▶ _QUESTIONS TO ANSWER_
A) According to the passage on tirzepatide for sleep apnea, what share of patients using PAP machines achieved disease resolution?
B) Reproduce the tirzepatide passage word for word, from "If approved for" up to and including "reducing cardiovascular risks.".
C) Extend the passage about tirzepatide and GLP-1 drugs, picking up after its final sentence.

On Friday, Lilly announced detailed data from the SURMOUNT-OSA phase III study evaluating tirzepatide for the treatment of moderate-to-severe OSA in adults with obesity, with and without positive airway pressure (PAP) therapy. In the study, patients with OSA and obesity experienced about 30 fewer disruptive events every hour of sleep, while 51.5% of patients using the PAP machines achieved disease resolution. Based on data from these studies, Lilly has filed a regulatory application to the FDA seeking approval of tirzepatidefor the treatment of moderate-to-severe OSA and obesity. It will file applications to other regulatory bodies in the coming weeks.

If approved for expanded use in OSA, sales of tirzepatide will increase further. Analysts expect tirzepatide to generate around $25 billion in peak sales.

The GLP-1 segment is an important class of drugs for multiple cardiometabolic diseases and is gaining significant popularity. GLP-1 drugs work by mimicking the hormone GLP-1, resulting in weight loss, lowering hemoglobin A1c and reducing cardiovascular risks.

▶ _INPUT DATA_
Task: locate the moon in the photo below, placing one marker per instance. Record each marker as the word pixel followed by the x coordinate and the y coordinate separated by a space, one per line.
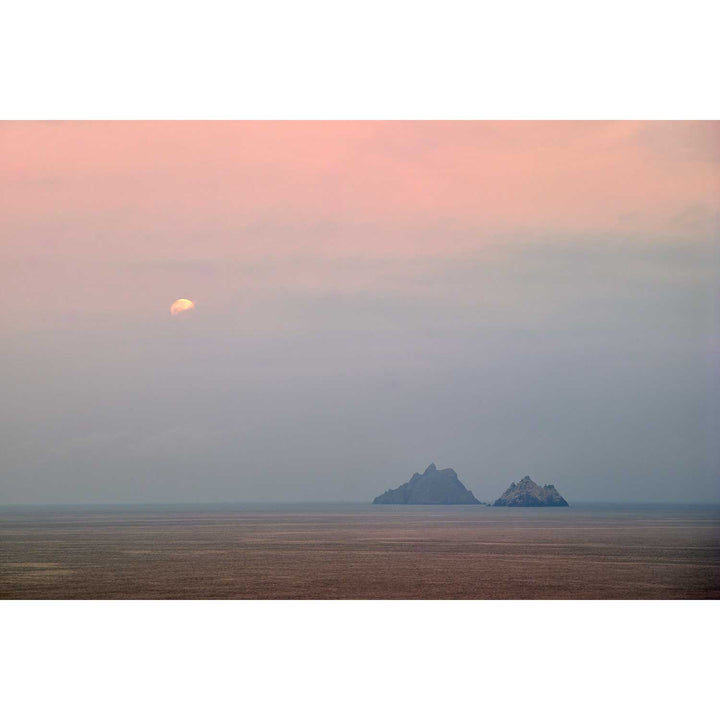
pixel 181 305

▶ _ANSWERS BELOW_
A) 51.5% of them did.

B)
If approved for expanded use in OSA, sales of tirzepatide will increase further. Analysts expect tirzepatide to generate around $25 billion in peak sales.

The GLP-1 segment is an important class of drugs for multiple cardiometabolic diseases and is gaining significant popularity. GLP-1 drugs work by mimicking the hormone GLP-1, resulting in weight loss, lowering hemoglobin A1c and reducing cardiovascular risks.

C)
The only other large drugmaker to have generated such phenomenal returns, also gaining from the GLP-1 segment’s popularity, is Novo Nordisk. The stock has risen 459% in the past five years, mainly on the success of its drug semaglutide, a direct competitor to Lilly’s tirzepatide medicines. Semaglutide is approved as Ozempic pre-filled pen and Rybelsus oral tablet for type II diabetes and as Wegovy injection for weight management. Despite supply challenges, Wegovy is seeing strong prescription trends and is generating impressive revenues and profits for Novo Nordisk.

New Drugs & Pipeline Success

In the past couple of years, Lilly has received approvals for several new drugs and witnessed pipeline and regulatory success.

Other than Mounjaro and Zepbound, Lilly gained approvals for some new drugs in the past year. These included Omvoh for ulcerative colitis and BTK inhibitor Jaypirca for mantle cell lymphoma and chronic lymphocytic leukemia. Lilly expects its new drugs, Mounjaro, Omvoh, Zepbound, Ebglyss and Jaypirca, to contribute significantly to its top line in 2024.

A key asset in Lilly’s pipeline is donanemab for early Alzheimer’s disease, which is under review with the FDA. Earlier this month, an FDA committee assessing the safety and effectiveness of donanemab voted 11-0 unanimously recommending its approval. The Peripheral and Central Nervous System Drugs Advisory Committee said that the benefits of donanemab outweighed the risks despite some safety concerns. The FDA is expected to give its decision later this year.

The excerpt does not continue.